Directive: Copy every one of the records below word for word, changing nothing.
^^^^
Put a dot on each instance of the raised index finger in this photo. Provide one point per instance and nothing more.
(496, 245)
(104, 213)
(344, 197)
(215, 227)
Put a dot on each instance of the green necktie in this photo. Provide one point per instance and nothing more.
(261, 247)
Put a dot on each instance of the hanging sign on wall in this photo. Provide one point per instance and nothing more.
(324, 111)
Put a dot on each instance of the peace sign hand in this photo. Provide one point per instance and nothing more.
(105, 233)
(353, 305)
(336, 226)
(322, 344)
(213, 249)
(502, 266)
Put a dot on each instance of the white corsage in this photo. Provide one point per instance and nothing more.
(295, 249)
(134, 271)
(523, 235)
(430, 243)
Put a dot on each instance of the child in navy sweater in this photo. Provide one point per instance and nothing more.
^^^^
Output of the exercise:
Put a dot on each instance of the raised index finger in this photo. Provide one point per instance and nothing more.
(496, 245)
(104, 213)
(344, 197)
(215, 227)
Put a dot on each instance of the green necktie in this photo. Provide one point per instance and nothing more.
(261, 247)
Put a dot on each instance of the hanging sign on wall in this photo. Provide one point per instance and nothing more.
(324, 111)
Put a dot on each instance of the peace sign hand in this photo. Provide one point per instance and nothing more.
(105, 233)
(353, 305)
(336, 226)
(322, 344)
(213, 249)
(502, 266)
Put a dot on each instance of the white corsage in this photo. Provide one point per instance and nothing more.
(295, 249)
(134, 271)
(523, 235)
(430, 243)
Put a dot on each instance of the child in navy sweater in this photo. Provide one point per instance and nothing more.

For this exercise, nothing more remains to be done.